- **Labeling and segmentation data**
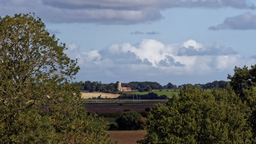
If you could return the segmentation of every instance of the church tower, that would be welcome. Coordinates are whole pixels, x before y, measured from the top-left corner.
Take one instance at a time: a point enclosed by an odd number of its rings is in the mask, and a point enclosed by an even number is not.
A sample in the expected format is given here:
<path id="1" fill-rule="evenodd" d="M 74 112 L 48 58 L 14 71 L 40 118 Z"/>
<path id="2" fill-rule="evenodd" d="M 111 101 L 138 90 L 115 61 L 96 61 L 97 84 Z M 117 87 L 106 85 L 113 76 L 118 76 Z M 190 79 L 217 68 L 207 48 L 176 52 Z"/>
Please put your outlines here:
<path id="1" fill-rule="evenodd" d="M 118 82 L 117 90 L 119 92 L 122 92 L 121 82 Z"/>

- **Exercise prompt**
Repeat all of the data above word for word, leaving out the pictures.

- **Final answer**
If you could return the segmentation of every instance of the church tower, that would be welcome. Coordinates are whole pixels, x before y, measured from the top-left corner.
Take one instance at a time: a point enclosed by an odd number of its rings is in the mask, and a point enclosed by an even number is not.
A sample in the expected format is given here:
<path id="1" fill-rule="evenodd" d="M 74 112 L 48 58 L 14 71 L 40 118 Z"/>
<path id="2" fill-rule="evenodd" d="M 111 101 L 138 90 L 115 61 L 96 61 L 97 84 Z M 117 87 L 106 85 L 113 76 L 118 76 Z M 190 79 L 217 68 L 207 48 L 176 52 Z"/>
Please put your outlines here:
<path id="1" fill-rule="evenodd" d="M 118 82 L 117 90 L 119 92 L 122 92 L 121 82 Z"/>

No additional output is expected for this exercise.